- **課題の指示**: 次に示す新造船竣工の記事を、一字一句変えずに全文書き写しなさい。

- **本文**:
══════

LNEWSは、物流・ロジスティクス・SCM分野の最新ニュースを発信しています。





日本郵船/有人自律運行システムを試験導入した新造船が竣工

2023年04月28日/IT・機器

日本郵船は4月28日、同社が建造発注した石炭専用船「しらなみ」が、本田重工業の佐伯工場(大分県佐伯市)で竣工したと発表した。

<竣工した「しらなみ」>

20230428nihonyusen 520x346 - 日本郵船/有人自律運行システムを試験導入した新造船が竣工

同船は2022年7月に竣工した内航石炭専用船「うしお」の姉妹船で、国土交通省が実施している「海事産業集約連携促進技術開発支援事業」の一環として、船舶の有人自律運航の実現に向けて航海系、機関系それぞれに新システムを試験導入した。

══════

- **保存記録**:
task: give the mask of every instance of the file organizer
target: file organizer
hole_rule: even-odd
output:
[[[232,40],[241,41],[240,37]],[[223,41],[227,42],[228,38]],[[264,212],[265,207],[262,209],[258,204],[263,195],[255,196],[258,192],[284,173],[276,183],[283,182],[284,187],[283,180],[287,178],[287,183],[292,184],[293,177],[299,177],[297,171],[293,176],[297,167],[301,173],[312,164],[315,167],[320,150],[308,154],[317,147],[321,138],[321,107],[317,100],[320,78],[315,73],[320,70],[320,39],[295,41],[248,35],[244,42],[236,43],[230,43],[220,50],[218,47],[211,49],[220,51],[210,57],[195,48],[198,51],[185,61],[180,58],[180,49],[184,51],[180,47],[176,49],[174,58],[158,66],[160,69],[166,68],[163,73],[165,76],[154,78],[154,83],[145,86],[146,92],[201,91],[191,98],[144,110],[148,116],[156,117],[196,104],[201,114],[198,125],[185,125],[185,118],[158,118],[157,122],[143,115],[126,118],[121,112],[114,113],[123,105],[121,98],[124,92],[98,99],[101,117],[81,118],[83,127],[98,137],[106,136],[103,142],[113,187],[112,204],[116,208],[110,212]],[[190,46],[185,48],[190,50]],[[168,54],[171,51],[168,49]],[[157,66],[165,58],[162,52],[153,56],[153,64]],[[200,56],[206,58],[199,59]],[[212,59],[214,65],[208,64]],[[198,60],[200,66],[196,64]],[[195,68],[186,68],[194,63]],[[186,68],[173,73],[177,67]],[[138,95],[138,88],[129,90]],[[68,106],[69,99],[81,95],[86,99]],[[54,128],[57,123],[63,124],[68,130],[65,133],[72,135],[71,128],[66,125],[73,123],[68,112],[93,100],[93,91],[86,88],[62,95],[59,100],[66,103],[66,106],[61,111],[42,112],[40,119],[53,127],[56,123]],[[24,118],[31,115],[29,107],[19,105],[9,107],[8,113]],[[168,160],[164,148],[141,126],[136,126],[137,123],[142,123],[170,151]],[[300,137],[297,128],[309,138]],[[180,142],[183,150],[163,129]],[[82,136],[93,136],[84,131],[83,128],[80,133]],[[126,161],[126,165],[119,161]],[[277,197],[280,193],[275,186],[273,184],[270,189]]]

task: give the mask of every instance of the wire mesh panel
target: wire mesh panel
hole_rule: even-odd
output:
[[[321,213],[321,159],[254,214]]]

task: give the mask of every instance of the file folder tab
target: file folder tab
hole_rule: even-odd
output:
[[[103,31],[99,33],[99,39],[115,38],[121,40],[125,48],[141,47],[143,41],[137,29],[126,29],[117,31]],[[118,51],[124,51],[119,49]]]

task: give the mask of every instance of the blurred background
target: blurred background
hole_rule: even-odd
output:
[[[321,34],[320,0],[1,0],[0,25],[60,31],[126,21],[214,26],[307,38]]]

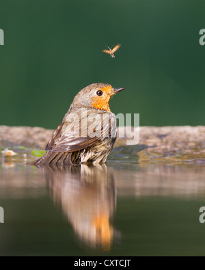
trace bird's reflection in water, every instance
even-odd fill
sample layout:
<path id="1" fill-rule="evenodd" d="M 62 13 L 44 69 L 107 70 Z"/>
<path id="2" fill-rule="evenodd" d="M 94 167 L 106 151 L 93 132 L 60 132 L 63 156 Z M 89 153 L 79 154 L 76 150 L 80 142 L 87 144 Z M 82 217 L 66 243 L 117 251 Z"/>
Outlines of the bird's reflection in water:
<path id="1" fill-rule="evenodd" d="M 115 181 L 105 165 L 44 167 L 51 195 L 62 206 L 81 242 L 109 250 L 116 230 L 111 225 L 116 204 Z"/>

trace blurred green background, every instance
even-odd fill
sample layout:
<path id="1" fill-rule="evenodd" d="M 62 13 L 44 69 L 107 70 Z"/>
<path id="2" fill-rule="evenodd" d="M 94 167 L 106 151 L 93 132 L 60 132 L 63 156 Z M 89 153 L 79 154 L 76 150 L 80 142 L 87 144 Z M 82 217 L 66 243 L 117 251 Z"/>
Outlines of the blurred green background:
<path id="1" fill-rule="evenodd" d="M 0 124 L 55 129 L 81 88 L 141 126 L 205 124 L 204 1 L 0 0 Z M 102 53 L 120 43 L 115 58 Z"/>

══════

- **課題の出力**:
LNEWSは、物流・ロジスティクス・SCM分野の最新ニュースを発信しています。





日本郵船/有人自律運行システムを試験導入した新造船が竣工

2023年04月28日/IT・機器

日本郵船は4月28日、同社が建造発注した石炭専用船「しらなみ」が、本田重工業の佐伯工場(大分県佐伯市)で竣工したと発表した。

<竣工した「しらなみ」>

20230428nihonyusen 520x346 - 日本郵船/有人自律運行システムを試験導入した新造船が竣工

同船は2022年7月に竣工した内航石炭専用船「うしお」の姉妹船で、国土交通省が実施している「海事産業集約連携促進技術開発支援事業」の一環として、船舶の有人自律運航の実現に向けて航海系、機関系それぞれに新システムを試験導入した。